**TASK REQUIREMENTS**
An exact copy of the entries below is the expected answer.

[RECORDS TO PROCESS]

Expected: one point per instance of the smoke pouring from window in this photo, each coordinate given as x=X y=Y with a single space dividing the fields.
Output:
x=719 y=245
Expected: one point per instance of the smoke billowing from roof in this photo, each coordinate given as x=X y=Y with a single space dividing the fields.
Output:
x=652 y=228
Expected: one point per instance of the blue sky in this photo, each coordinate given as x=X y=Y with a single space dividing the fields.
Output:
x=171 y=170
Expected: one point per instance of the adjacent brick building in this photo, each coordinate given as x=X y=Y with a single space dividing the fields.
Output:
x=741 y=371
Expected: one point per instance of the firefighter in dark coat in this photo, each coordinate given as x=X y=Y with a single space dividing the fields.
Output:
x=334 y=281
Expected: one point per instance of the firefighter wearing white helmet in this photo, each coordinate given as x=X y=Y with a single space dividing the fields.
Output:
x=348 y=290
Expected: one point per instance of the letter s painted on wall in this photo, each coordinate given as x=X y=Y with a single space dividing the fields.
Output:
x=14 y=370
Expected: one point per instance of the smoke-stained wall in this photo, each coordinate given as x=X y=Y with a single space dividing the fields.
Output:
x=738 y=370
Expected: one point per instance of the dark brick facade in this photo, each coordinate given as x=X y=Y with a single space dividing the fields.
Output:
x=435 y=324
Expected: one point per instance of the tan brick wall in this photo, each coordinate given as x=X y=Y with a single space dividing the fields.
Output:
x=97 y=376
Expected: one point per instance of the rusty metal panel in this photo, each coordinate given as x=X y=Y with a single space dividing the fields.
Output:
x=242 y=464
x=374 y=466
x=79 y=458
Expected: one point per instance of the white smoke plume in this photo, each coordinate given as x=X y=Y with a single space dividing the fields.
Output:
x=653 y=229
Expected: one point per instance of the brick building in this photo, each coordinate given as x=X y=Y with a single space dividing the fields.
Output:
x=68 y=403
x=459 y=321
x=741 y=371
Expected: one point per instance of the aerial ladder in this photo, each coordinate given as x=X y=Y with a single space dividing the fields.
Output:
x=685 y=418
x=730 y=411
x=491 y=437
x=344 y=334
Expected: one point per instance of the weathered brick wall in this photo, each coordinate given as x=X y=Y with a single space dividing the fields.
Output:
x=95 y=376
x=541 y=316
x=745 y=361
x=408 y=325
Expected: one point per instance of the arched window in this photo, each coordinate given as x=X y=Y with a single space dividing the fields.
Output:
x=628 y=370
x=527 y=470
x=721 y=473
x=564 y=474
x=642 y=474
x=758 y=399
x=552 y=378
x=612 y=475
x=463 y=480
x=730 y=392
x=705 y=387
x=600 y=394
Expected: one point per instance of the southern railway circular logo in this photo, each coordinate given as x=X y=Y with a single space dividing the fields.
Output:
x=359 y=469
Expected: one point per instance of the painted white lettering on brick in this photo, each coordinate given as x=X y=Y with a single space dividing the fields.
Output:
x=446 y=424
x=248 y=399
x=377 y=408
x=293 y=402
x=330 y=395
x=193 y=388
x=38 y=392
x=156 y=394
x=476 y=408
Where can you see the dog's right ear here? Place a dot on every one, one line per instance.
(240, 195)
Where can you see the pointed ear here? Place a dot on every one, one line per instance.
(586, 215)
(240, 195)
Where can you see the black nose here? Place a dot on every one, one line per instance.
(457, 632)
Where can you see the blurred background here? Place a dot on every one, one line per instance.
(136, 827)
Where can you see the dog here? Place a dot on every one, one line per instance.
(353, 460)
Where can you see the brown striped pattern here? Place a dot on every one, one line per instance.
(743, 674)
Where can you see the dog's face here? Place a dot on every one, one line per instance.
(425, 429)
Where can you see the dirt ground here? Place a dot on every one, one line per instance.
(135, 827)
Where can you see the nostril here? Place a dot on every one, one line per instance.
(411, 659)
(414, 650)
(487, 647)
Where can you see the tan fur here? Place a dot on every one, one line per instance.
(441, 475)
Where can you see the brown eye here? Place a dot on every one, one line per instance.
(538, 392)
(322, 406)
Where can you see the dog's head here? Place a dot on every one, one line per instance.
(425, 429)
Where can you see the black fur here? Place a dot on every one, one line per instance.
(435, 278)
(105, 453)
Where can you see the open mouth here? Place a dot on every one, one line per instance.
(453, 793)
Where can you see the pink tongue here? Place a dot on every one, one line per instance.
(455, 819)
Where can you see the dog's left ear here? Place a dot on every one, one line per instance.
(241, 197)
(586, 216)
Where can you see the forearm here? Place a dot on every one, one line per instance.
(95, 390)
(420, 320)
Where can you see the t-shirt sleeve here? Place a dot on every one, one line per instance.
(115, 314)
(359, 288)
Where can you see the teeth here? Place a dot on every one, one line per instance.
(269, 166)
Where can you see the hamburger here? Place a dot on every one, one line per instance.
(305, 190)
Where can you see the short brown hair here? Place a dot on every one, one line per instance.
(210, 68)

[/RECORDS TO PROCESS]

**RESPONSE TO THIS EXERCISE**
Expected: one point per instance of the smoke pouring from window in this photo, each coordinate given as x=X y=Y with a single space dividing the fields.
Output:
x=719 y=245
Expected: one point per instance of the smoke billowing from roof in this photo, each coordinate given as x=X y=Y with a single space dividing the fields.
Output:
x=652 y=228
Expected: one point per instance of the blue sky in this photo, each coordinate given as x=X y=Y with a single space dividing the fields.
Output:
x=171 y=170
Expected: one point per instance of the adjacent brick building in this photo, each coordinate given as x=X y=Y with a single space dividing the fields.
Output:
x=741 y=371
Expected: one point per instance of the firefighter in dark coat in this photo, each coordinate given as x=X y=Y with a single space dividing the fields.
Output:
x=334 y=281
Expected: one point per instance of the firefighter wearing white helmet in this photo, each coordinate given as x=X y=Y with a single space dividing the fields.
Output:
x=348 y=290
Expected: one point per instance of the letter s painted on wall in this photo, each coordinate given as x=X y=Y with a single space dividing the fields.
Output:
x=14 y=370
Expected: one point per instance of the smoke-stained wall in this photo, each coordinate given as x=X y=Y with a single space dividing the fields.
Output:
x=738 y=370
Expected: one point per instance of the dark brick facade in this photo, each coordinate given as x=X y=Y with a single space dividing the fields.
Output:
x=435 y=324
Expected: one point per instance of the tan brick wall in this photo, each coordinate given as x=X y=Y with a single space dividing the fields.
Output:
x=97 y=376
Expected: one point per instance of the rusty metal panel in this photo, each coordinate given as x=X y=Y with a single space dividing the fields.
Output:
x=242 y=464
x=374 y=466
x=79 y=458
Expected: one point per instance of the white smoke plume in this photo, each coordinate given as x=X y=Y with a single space dividing the fields.
Output:
x=653 y=229
Expected: one point per instance of the brick building in this photo, each coordinate given as x=X y=Y with a single space dividing the fields.
Output:
x=68 y=403
x=459 y=321
x=741 y=371
Expected: one point per instance of the aerial ladder in this photo, each coordinate given as x=X y=Y with a single space dividing the fields.
Output:
x=685 y=418
x=730 y=411
x=491 y=437
x=344 y=334
Expected: one point per instance of the weathered brick wall in this photo, each coordinate given as x=X y=Y with a single space dividing the fields.
Output:
x=95 y=376
x=541 y=316
x=745 y=361
x=408 y=325
Expected: one point per instance of the arched window in this photo, each coordinate given as x=X y=Y with a single space dividing the fields.
Output:
x=628 y=370
x=527 y=470
x=721 y=473
x=564 y=474
x=642 y=474
x=758 y=399
x=552 y=378
x=612 y=475
x=463 y=480
x=730 y=392
x=705 y=387
x=600 y=394
Expected: one point per instance of the southern railway circular logo in this photo, each coordinate given as x=X y=Y with a single space dividing the fields.
Output:
x=359 y=469
Expected: one point per instance of the painted white lettering on brick in this photo, each coordinate given as x=X y=Y with a single space dividing the fields.
Output:
x=446 y=424
x=248 y=399
x=377 y=408
x=293 y=402
x=330 y=395
x=193 y=388
x=38 y=392
x=156 y=394
x=476 y=408
Where can you see the dog's right ear here? Place a dot on every one, one line per instance.
(240, 195)
Where can you see the pointed ear here? Place a dot on every one, one line per instance.
(586, 215)
(240, 195)
Where can you see the black nose here? Place a dot on every one, one line per instance.
(457, 632)
Where can you see the blurred background here? Place a dot on every one, one line per instance.
(136, 827)
Where can you see the dog here? Place a dot on every one, one line per instance.
(353, 460)
Where can you see the brown striped pattern here? Place a dot on every one, one line per instance.
(743, 674)
Where can you see the dog's face here? Place a dot on every one, one line per instance.
(425, 429)
Where can you see the dirt ground here? Place a dot on every one, one line per instance.
(135, 827)
Where can you see the nostril here? Place a dot on every one, one line per instance.
(411, 659)
(414, 650)
(487, 647)
Where can you see the tan fur here? Place a dot on every one, one line per instance.
(441, 475)
Where can you see the brown eye here? Place a dot on every one, one line per instance.
(538, 392)
(322, 406)
Where can you see the dog's head here? Place a dot on every one, one line per instance.
(425, 429)
Where can you see the black fur here? Place a dot on every one, one line per instance.
(435, 278)
(105, 453)
Where can you see the open mouth here? Place a dot on every one, one line per instance.
(453, 793)
Where can you see the pink tongue here? Place a dot on every one, one line per instance.
(455, 819)
Where can you see the dog's left ear here? Place a dot on every one, one line per instance.
(241, 197)
(586, 216)
Where can you see the forearm here? Place a dot on every one, one line per instance.
(95, 390)
(420, 320)
Where can you see the t-shirt sleeve here? Place a dot on every one, one line per instance.
(115, 314)
(359, 288)
Where can you see the teeth here? Place a dot on every one, one line per instance.
(269, 166)
Where can you see the hamburger here? Place a dot on every one, one line per instance.
(305, 190)
Where can you see the short brown hair here? Place a dot on every one, one line per instance.
(210, 68)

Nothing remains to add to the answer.